──────── EXCERPT ────────
This is very important for a number of reasons, not the least of which is that, left to itself, the market will find solutions to problems that we as individuals may not see.  As an example, currently, switchgrass-based biofuels are not economically feasible in the United States because agricultural subsidies artificially depress the price of corn-based ethanol.  Other subsidies depress the price of gasoline.  Left to itself, however, we have no idea what the fair market price of switchgrass-based ethanol would be (or what production processes may be employed) relative to any other fuel.  We believe that it would be cheaper, but we have no way of proving it.  Rather than subsidize it down to a cheaper price, it would be far better to see what an untrammeled market would do, and then decide upon a (short-term) policy prescription to arrive at a more desirable state.

Therefore, the first step has to be taking the economy back to a near-vacuum state.  Let’s walk down a line of reasoning that will achieve this.

First, eliminate all industrial subsidies for all industries.  This includes differential tax credits for certain actions (R&D, Capital Investment). Then, to avoid (in net) reducing employment as a result of this move, remove all corporate taxation. Then, to avoid playing favorites, remove all tax deductions which preferentially favor certain economic behaviors.  (Consumer tax deduction is a subsidy in disguise).  Then, to avoid a net tax increase on the middle class, remove all income taxes.  To prevent reductions in services that may be caused by removals of subsidies, remove all price controls.  Since price controls are needed in noncompetitive marketplaces, tighten anti-trust legislation to make all markets competitive.  Then, to avoid government bankruptcy, replace the personal and corporate income taxes with another tax.
──────── RECORDS PROVIDED ────────
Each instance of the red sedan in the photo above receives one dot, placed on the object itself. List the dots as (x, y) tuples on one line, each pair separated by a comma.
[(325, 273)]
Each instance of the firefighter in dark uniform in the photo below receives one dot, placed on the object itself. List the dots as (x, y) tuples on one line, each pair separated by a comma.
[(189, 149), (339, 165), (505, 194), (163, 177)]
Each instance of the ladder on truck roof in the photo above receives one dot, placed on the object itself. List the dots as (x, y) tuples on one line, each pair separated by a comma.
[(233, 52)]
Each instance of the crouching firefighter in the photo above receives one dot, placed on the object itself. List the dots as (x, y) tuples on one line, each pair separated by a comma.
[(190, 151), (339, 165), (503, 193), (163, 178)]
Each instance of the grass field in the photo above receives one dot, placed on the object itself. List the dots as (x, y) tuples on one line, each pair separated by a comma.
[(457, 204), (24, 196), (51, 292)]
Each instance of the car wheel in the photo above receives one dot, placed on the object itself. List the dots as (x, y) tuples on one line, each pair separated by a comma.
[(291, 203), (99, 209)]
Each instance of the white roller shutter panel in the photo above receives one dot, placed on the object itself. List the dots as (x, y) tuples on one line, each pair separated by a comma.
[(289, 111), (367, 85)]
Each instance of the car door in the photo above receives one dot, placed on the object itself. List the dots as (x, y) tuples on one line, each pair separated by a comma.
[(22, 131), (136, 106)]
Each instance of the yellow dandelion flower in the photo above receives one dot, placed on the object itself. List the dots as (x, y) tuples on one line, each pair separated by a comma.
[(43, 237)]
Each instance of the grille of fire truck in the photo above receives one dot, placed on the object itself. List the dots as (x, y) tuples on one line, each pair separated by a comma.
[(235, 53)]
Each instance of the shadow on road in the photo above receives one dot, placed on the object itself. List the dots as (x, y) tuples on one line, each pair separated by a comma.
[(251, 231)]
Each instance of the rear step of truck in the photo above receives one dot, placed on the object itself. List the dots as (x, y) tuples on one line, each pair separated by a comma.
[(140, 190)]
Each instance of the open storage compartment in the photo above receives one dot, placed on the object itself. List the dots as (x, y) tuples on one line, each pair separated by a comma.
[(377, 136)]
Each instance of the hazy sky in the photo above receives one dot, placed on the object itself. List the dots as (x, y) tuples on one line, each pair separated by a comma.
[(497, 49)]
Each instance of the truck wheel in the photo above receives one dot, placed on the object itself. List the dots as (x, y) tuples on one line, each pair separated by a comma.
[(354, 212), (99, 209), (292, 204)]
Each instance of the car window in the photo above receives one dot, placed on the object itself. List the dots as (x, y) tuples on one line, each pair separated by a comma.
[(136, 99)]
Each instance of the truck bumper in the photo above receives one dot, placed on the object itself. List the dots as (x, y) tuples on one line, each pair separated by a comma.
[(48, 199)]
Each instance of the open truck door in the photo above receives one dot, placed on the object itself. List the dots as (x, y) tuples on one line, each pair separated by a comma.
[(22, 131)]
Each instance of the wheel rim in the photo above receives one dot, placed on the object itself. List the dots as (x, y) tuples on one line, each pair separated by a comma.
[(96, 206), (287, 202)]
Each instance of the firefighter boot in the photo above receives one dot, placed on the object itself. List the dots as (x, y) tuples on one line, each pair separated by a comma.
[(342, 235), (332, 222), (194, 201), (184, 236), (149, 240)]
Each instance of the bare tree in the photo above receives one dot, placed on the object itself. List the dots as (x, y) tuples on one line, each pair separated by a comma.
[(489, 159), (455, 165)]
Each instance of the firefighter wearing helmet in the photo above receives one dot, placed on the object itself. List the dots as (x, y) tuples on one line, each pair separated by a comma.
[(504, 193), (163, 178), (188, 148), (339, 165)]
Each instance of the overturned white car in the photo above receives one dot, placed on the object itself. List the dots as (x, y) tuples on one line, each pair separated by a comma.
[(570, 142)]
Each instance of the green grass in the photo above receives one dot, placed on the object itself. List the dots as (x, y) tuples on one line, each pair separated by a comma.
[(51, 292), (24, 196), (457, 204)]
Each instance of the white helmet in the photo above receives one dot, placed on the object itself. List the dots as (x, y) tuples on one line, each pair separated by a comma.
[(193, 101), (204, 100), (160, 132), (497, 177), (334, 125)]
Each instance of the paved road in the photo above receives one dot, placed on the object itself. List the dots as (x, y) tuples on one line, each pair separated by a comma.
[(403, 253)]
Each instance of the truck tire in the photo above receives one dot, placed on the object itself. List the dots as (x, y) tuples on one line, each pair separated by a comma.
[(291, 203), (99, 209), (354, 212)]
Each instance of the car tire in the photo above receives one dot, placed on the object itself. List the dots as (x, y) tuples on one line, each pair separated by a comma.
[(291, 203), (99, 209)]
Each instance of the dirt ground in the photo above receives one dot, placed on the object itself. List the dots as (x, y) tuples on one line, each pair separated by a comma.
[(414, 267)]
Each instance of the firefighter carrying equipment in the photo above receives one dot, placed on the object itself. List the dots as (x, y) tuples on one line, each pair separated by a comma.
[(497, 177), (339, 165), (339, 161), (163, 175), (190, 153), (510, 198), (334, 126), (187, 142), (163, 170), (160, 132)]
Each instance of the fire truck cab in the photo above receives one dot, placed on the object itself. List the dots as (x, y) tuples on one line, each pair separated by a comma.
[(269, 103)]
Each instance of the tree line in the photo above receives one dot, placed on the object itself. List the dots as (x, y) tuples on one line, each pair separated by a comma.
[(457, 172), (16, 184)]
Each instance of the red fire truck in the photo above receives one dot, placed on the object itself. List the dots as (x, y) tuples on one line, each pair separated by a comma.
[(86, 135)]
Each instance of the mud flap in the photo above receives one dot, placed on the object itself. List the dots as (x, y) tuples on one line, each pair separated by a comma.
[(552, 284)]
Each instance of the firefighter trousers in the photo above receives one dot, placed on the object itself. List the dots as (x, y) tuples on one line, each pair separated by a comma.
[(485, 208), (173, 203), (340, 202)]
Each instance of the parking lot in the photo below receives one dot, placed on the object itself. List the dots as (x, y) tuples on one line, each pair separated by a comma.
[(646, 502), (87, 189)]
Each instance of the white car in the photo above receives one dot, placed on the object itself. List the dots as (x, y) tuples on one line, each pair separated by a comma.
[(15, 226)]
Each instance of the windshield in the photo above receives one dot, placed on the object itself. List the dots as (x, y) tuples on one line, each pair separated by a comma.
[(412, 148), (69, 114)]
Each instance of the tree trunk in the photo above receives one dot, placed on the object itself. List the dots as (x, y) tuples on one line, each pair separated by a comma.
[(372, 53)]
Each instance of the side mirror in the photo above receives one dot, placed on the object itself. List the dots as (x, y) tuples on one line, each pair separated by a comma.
────────
◆ WORK ORDER 1:
Answer these questions about the text on subsidies and taxes:
(a) According to the text, what makes switchgrass-based biofuels currently not economically feasible in the United States?
(b) What does the text name as the first step?
(c) What legislation does the text say to tighten to make all markets competitive?
◆ WORK ORDER 2: From the text on subsidies and taxes, extract everything from "This is very" down to "more desirable state.".

◆ EXERCISE SOLUTION 1:
(a) Agricultural subsidies artificially depress the price of corn-based ethanol.
(b) Taking the economy back to a near-vacuum state.
(c) Anti-trust legislation.

◆ EXERCISE SOLUTION 2:
This is very important for a number of reasons, not the least of which is that, left to itself, the market will find solutions to problems that we as individuals may not see.  As an example, currently, switchgrass-based biofuels are not economically feasible in the United States because agricultural subsidies artificially depress the price of corn-based ethanol.  Other subsidies depress the price of gasoline.  Left to itself, however, we have no idea what the fair market price of switchgrass-based ethanol would be (or what production processes may be employed) relative to any other fuel.  We believe that it would be cheaper, but we have no way of proving it.  Rather than subsidize it down to a cheaper price, it would be far better to see what an untrammeled market would do, and then decide upon a (short-term) policy prescription to arrive at a more desirable state.